**Dataset entries:**
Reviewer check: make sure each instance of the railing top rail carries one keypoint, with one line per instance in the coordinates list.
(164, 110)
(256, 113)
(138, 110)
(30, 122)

**What is asked:**
Reproduce each of the records above line for line, without any alteration.

**Output for this exercise:**
Reviewer check: make sure each instance of the railing top rail carries one keypoint, with one line per instance in the coordinates list.
(164, 110)
(256, 113)
(138, 110)
(30, 122)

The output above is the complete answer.